XFDTD Tutorial for analyzing antennas parameters
(See the tutorial “Beginning XFDTD” before you use this one)
XFDTD uses two file types for any simulation. The Geometry file contains information about grid spacing and size, material types, and the location of objects in the grid. Its extension is ".id". The other file type is the fdtd file. This file contains all simulation parameters, including the location of sources, number of time steps, and data to be saved during the simulation.
To run a simulation, a Geometry file has to be created. After the Geometry file has been saved, an fdtd file needs to be created. The fdtd file automatically references the geometry file that was open when it is created. After the fdtd file is created and saved, calcfdtd can be run. The data will be stored in the directory that xfdtd was opened in. After the simulation run is complete, the fdtd file needs to be reloaded into xfdtd for data to be viewed and plotted.
Two types of simulations can be run, steady state or transient.
Steady State
Steady state simulations use the sinusoid source found in the FDTD – Run Parameters - Voltage Source menu. This is very useful to determine exact parameters of an object at the specified input frequency. This includes SAR values, efficiency, radiation patterns, and input impedance. Many of these values can be found by simply looking at the Steady State Option in the Plot menu.

(Stored data entries)

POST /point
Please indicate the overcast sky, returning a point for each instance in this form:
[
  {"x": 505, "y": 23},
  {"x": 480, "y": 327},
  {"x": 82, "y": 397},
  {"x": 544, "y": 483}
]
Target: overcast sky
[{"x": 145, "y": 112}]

> **Assignment 1**
Say whether each statement agrees with the XFDTD tutorial, answering yes or no and quoting the deciding words of the tutorial exactly. (a) The Geometry file has the extension ".id". (b) The fdtd file is created before the Geometry file. (c) Steady state simulations use the sinusoid source.
> **Assignment 2**
Write the next part of the XFDTD tutorial, continuing after its last sentence.

> **Written reply 1**
(a) Yes: Its extension is ".id".
(b) No: "After the Geometry file has been saved, an fdtd file needs to be created."
(c) Yes: "Steady state simulations use the sinusoid source found in the FDTD – Run Parameters - Voltage Source menu."

> **Written reply 2**
Transient
Transient simulations are excellent for determining the general parameters of an antenna over a range of frequencies. Transient simulations use a gaussian pulse or one of its variations as a source. By running a transient simulation. One can easily determine the input impedance over a large frequency range. This allows you to find the resonant frequency of an antenna, and gives you the information needed to make changes to your design.
Note on number of time steps to use.
For steady state simulations, enough time steps must be included to reach steady state conditions. Otherwise, the results will be invalid. To determine if convergence has been reached. Store near zone values. Look at the near zone values to determine if Steady State has been reached.
For transient simulation, more time steps will allow larger FFT transforms. This will give plots more data points, giving smoother graphs.
To determine resonant frequency or compute input impedance over a frequency range:
1. Set up for a transient simulation as described above.
2. Under the FDTD - Compute Input Impedance menu, set the FFT size. It must be greater that the number of time steps specified in the run parameters. Close box with OK button.
3. SAVE FDTD parameter file.
4. Run Calcfdtd
5. After simulation is finished, reload FDTD file.
6. Go to Plot Menu, Plot Input Impedance for both real and imaginary.
7. Resonant frequencies are found where real impedance goes high, and the imaginary impedance crosses zero.
8. Note: the results may not be valid for the entire frequency range plotted.
If real results are negative, the results are not valid. Scaling x-axis down can provide a better visual.
To computer SAR Max.
1. Set up for steady state simulation as described above.
2. In the FDTD-Save All Steady-State Quantities-SAR Planes, add at least one of the planes to the SAR list.
3. Save FTDT file.
4. Run simulation
5. Reload FDTD file.
6. In the Plot menu, Compute SAR Statistics for 1 gram SAR values.
7. After calculations are complete, go to Display SAR information in Plot menu.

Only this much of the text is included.